━━━━━ EXCERPTED TEXT ━━━━━

But I work most creatively late at night. I splatter paint. I don't overthink. I access a convulsive spirit, a kaleidoscopic lens. My output chuckles effusively from out of unknown pores. The inhibitive guards normally restraining my impulses have all gone home, leaving just Dave and Dave lets me do whatever I like. There's a reason he was hired for the nightshift.
Morning Ian has to heavily edit Late Night Ian, but that's OK, because Morning Ian probably couldn't have come up with any those ideas on his own. He's powerful but limited.
When I'm alert and energized, it's a good time for difficult projects, or projects where I know what I'm trying to do for the most part and can execute at a high level. When I'm tired, it's a good time for play, for expressiveness. For letting the contour lines that separate self from air dissolve, and whatever toxic or perfumed potion's been gurgling away inside recently bubble forth unedited. I'm too tired to edit anyway.
An example: Yesterday, I tried to open up a pretty complex arrangement I'm working on. It took me about 30 minutes of slogging through it to realize that I was too tired to make progress on it. One doesn't always have that luxury, but I did. So I tacked. I sought to run downhill by finding projects at the start of their incubation, where improvisation, experimentation, expression, and thoughtless flow would be more valuable than care, precision, and focus. I ended up having one of the most fun afternoons making music I've had in months.
Being tired can suck. (In particular, it can make it very hard to parent, or at least to keep my patience in the face of my kids' relentlessness. The importance of sleep and being well-rested is probably the single biggest lesson I've learned since becoming a parent.)

━━━━━

**EXERCISE TASKS**
• 1. Answer these questions about the passage on working while tired:
(a) Who lets the writer do whatever he likes late at night?
(b) About how long did the writer spend on the complex arrangement before realizing he was too tired to make progress?
(c) What does the writer name as the single biggest lesson he has learned since becoming a parent?
• 2. Output everything in the passage on working while tired from "Morning Ian has" down to "powerful but limited.".

━━━━━ DATASET CONTENT ━━━━━

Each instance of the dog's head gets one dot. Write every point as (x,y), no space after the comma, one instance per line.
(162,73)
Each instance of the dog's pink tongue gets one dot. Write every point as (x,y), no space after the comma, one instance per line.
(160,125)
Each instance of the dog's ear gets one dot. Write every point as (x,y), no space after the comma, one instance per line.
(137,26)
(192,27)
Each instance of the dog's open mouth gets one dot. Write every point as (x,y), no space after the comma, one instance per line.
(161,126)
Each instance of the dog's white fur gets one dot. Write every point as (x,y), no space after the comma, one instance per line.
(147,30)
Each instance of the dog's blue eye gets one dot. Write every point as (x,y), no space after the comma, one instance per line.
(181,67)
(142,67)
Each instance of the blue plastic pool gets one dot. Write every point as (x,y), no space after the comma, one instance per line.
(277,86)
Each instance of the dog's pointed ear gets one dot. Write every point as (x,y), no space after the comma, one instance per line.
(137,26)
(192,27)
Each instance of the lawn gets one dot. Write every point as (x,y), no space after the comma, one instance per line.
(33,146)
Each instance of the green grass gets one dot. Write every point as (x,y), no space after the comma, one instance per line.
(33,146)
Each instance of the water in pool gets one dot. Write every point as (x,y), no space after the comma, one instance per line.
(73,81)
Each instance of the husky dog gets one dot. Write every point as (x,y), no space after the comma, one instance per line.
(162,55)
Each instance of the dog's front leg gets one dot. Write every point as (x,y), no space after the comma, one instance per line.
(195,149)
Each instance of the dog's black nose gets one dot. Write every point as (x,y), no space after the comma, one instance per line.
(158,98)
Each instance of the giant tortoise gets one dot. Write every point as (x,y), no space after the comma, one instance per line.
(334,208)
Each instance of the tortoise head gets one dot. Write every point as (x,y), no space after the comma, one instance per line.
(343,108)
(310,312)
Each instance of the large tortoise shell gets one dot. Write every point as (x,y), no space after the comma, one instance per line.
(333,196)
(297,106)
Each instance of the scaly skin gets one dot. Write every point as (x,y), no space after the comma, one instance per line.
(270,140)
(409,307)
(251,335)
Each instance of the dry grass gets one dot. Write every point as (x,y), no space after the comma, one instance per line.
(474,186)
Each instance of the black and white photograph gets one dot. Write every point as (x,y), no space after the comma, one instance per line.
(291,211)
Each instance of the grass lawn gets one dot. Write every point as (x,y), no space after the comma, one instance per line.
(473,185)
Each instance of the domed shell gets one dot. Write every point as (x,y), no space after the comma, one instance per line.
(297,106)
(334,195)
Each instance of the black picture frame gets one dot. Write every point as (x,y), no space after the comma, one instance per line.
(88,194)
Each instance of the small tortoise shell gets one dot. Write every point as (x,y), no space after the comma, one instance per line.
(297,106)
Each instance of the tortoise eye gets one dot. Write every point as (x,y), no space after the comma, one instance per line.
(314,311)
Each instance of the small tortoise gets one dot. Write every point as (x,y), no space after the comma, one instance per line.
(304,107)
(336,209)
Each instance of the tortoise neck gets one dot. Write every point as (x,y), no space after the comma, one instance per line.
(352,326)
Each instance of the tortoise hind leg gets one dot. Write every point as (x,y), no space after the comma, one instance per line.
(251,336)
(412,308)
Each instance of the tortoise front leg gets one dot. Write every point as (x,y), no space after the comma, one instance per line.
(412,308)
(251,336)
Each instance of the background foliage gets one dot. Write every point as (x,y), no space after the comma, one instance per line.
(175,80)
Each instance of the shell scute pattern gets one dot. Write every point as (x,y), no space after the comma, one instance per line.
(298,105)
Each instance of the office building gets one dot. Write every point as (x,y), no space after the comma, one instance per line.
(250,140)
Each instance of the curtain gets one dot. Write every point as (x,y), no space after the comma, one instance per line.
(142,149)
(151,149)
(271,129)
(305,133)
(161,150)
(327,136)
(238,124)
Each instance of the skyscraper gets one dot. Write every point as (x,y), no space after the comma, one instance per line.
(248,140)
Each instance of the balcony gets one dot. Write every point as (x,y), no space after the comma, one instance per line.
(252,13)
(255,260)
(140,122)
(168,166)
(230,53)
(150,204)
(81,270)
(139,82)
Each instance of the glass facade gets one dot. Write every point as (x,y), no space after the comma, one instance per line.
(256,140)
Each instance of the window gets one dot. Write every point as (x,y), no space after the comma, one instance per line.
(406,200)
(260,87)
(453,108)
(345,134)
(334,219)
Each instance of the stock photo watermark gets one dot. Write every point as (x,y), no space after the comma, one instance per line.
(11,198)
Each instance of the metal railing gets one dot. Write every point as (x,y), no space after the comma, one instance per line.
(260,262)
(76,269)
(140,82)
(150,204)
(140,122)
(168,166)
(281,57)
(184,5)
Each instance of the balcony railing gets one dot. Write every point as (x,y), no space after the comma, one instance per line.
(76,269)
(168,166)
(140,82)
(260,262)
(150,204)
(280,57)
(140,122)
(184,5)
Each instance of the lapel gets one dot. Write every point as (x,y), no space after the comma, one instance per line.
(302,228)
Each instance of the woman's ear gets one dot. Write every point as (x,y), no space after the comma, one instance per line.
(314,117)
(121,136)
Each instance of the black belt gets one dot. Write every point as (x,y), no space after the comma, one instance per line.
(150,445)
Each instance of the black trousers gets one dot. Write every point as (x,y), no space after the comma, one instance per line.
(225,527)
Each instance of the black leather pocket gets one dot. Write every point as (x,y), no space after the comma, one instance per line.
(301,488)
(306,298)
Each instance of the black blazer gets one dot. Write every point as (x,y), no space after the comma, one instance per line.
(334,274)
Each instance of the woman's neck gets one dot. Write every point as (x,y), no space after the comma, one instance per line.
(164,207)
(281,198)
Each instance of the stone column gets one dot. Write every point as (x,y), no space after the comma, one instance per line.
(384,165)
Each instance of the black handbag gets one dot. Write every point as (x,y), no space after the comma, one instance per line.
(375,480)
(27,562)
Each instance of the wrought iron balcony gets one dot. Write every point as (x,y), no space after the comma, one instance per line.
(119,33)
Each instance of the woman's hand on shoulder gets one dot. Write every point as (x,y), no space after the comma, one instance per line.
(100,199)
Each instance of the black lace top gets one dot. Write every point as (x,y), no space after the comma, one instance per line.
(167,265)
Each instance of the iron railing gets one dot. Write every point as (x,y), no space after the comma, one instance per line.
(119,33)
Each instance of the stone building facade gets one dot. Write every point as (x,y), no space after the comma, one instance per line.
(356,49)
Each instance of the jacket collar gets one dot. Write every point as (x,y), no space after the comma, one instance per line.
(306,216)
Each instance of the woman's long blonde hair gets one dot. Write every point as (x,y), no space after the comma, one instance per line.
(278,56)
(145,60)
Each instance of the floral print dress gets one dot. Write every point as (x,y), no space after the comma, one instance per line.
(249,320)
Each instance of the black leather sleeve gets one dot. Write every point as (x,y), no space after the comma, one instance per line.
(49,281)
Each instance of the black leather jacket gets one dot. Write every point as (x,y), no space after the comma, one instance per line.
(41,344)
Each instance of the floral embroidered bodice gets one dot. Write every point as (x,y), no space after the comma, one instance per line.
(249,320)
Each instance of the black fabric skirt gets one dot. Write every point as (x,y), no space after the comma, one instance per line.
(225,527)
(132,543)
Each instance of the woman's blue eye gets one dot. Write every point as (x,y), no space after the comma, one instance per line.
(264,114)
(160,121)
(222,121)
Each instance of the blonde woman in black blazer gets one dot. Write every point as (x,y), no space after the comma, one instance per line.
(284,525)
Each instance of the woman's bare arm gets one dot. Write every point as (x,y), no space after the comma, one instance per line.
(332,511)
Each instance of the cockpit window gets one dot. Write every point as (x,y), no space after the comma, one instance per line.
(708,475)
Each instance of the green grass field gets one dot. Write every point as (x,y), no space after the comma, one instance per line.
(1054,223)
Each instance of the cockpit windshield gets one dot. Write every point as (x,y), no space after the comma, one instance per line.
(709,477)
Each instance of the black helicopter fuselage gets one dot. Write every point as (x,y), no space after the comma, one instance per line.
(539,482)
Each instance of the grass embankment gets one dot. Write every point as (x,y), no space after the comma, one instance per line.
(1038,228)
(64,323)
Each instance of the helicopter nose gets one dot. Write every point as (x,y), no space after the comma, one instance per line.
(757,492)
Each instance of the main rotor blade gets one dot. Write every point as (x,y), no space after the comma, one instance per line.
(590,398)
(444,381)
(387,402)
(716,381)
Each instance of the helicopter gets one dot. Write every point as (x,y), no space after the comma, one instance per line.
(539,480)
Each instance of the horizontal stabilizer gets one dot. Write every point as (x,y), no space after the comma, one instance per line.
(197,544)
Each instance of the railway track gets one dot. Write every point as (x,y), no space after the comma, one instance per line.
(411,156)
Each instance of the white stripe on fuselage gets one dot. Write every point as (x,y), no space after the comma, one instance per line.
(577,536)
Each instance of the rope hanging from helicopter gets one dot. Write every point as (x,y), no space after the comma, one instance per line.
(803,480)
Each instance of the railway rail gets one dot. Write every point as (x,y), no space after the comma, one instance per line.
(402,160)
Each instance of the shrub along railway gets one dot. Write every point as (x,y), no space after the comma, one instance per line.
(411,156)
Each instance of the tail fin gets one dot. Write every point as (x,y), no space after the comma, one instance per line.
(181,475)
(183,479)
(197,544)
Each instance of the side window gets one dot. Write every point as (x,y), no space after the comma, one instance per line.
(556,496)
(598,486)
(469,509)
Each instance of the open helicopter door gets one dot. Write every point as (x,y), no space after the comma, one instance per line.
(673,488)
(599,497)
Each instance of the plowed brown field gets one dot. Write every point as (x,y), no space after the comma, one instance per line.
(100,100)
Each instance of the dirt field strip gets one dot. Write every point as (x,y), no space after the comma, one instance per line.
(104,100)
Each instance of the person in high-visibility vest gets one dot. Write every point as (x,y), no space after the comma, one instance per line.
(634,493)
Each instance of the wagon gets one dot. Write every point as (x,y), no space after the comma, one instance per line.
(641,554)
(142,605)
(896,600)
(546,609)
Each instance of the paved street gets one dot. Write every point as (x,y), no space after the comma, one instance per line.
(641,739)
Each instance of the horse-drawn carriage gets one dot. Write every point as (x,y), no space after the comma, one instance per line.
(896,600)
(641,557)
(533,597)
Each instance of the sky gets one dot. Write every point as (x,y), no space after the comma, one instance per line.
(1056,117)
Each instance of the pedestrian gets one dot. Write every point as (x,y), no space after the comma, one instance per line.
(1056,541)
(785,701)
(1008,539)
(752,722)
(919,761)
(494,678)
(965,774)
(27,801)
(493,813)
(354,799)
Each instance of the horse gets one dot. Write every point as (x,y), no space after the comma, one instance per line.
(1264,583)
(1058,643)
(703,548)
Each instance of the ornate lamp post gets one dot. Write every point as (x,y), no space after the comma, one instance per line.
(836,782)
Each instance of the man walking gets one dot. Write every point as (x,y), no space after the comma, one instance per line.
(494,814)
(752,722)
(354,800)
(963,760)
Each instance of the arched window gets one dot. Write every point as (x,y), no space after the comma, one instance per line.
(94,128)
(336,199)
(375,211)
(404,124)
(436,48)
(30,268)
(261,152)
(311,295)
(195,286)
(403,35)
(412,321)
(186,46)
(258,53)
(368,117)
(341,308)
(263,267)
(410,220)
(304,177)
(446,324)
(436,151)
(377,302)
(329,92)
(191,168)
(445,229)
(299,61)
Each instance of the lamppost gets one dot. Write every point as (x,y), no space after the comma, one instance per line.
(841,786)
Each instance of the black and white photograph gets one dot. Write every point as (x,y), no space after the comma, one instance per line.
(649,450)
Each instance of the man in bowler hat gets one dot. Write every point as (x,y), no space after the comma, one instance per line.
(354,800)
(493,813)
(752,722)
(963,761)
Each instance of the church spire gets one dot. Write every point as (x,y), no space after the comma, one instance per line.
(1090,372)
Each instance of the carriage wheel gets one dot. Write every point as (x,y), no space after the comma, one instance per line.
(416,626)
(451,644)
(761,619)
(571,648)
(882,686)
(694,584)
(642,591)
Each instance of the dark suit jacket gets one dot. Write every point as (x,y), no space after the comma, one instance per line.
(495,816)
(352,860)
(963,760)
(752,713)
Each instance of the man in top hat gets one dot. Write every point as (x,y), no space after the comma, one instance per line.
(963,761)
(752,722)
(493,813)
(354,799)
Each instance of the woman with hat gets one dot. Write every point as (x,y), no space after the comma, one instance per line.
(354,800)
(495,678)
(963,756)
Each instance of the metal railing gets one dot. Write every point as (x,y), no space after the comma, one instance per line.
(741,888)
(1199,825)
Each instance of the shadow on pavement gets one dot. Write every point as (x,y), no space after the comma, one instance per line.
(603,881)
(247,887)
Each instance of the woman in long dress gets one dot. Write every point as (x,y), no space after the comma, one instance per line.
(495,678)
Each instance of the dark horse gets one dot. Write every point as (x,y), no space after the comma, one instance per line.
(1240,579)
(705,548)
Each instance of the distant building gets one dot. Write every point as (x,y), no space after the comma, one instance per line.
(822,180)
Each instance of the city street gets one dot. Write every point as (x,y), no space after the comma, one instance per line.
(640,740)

━━━━━

**ANSWERS GIVEN**
• 1.
(a) Dave
(b) About 30 minutes
(c) The importance of sleep and being well-rested

• 2.
Morning Ian has to heavily edit Late Night Ian, but that's OK, because Morning Ian probably couldn't have come up with any those ideas on his own. He's powerful but limited.